**Document text**
---------------
Christian Comment with Graham Hobbs Minchinhampton Baptist Church I FIRST saw Stroud in 1973.

I was passing through, with two friends on motorbikes, when we looked down from Rodborough.

Stroud looked and felt awful.

Instead of going through it to Gloucester, we returned to Cirencester and went from there.

Little did I know that, two years later, I would be married to a local girl and spending most of my life here.

I loved the countryside but, spiritually, the place felt dead.

The churches seemed so limited and I was keen to get away to somewhere God was more obviously at work

Roll forward 32 years, back to Rodborough Common, praying for a big Christian event in Stroud.

Thick clouds obscured the sun but a shaft of light broke through as some of the cloud parted.

Then it happened again – and again until more than a dozen shafts of light brightened the place.

Finally they grew larger until they coalesced to form a clear sky, lighting up a beautiful town.

The picture reminded me of the dozen or more Christian organisations working in the town since I settled here, causing the darkness of my first experience to recede.

I felt God saying: “Graham, I am at work here. I stopped you moving away because I wanted you to be part of what I am doing.”

This Sunday, only about 1 in 20 people in the Stroud district will be in church.

Does this mean Christianity is dying here?

No, because the number of backsides on pews is not a measure of what God is doing.

Imagine what Stroud would be like without The Door, Ebenezer, Food Bank, Hospital Chaplaincy, Ignition, Listening Post, Marah, Scroll Eaters, Shoppers’ Creche, Street Pastors, Tiddley Winks, Specially 4 U (apologies if I’ve left some out.)

A recent visitor to a Churches Together event in Stroud said that several public organisations would fold without Christian input, most within three months.

Whether that is the case or not, God is definitely at work in Stroud.
---------------
**Data extract**
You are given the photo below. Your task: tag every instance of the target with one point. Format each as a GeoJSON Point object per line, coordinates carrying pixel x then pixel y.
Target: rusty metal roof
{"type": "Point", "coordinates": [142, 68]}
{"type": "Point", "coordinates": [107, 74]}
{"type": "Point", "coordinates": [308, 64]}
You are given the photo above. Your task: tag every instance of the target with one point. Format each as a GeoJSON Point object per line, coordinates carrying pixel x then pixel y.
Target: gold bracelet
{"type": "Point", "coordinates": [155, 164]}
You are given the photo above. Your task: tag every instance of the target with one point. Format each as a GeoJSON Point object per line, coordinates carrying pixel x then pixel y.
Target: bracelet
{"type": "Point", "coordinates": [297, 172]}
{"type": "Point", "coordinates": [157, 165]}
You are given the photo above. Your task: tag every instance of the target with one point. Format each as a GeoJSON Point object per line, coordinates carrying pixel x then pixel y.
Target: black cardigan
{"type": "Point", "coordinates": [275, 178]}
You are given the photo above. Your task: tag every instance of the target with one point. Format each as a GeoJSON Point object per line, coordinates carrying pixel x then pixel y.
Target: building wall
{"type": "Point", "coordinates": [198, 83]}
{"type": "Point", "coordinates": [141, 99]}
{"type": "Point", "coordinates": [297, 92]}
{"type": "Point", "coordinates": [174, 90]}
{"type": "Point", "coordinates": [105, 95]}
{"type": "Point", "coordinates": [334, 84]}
---------------
**Apply what you read**
**1)** List every place named in the Christian Comment column's account of the writer's 1973 motorbike trip, from "I FIRST saw Stroud in 1973" through "we returned to Cirencester and went from there."
**2)** According to the Christian Comment column, about what share of people in the Stroud district will be in church this Sunday?
**3)** Summarize the Christian Comment column in two sentences.

**Outputs in order**
**1)** Stroud, Rodborough, Gloucester, Cirencester

**2)** About 1 in 20.

**3)** The writer first found Stroud spiritually dead and wanted to leave, but decades later, while praying on Rodborough Common, saw shafts of light break through the clouds and took them as a picture of the dozen or more Christian organizations now working in the town. Although only about 1 in 20 people in the district attend church, the writer argues that church attendance does not measure what God is doing and that God is definitely at work in Stroud.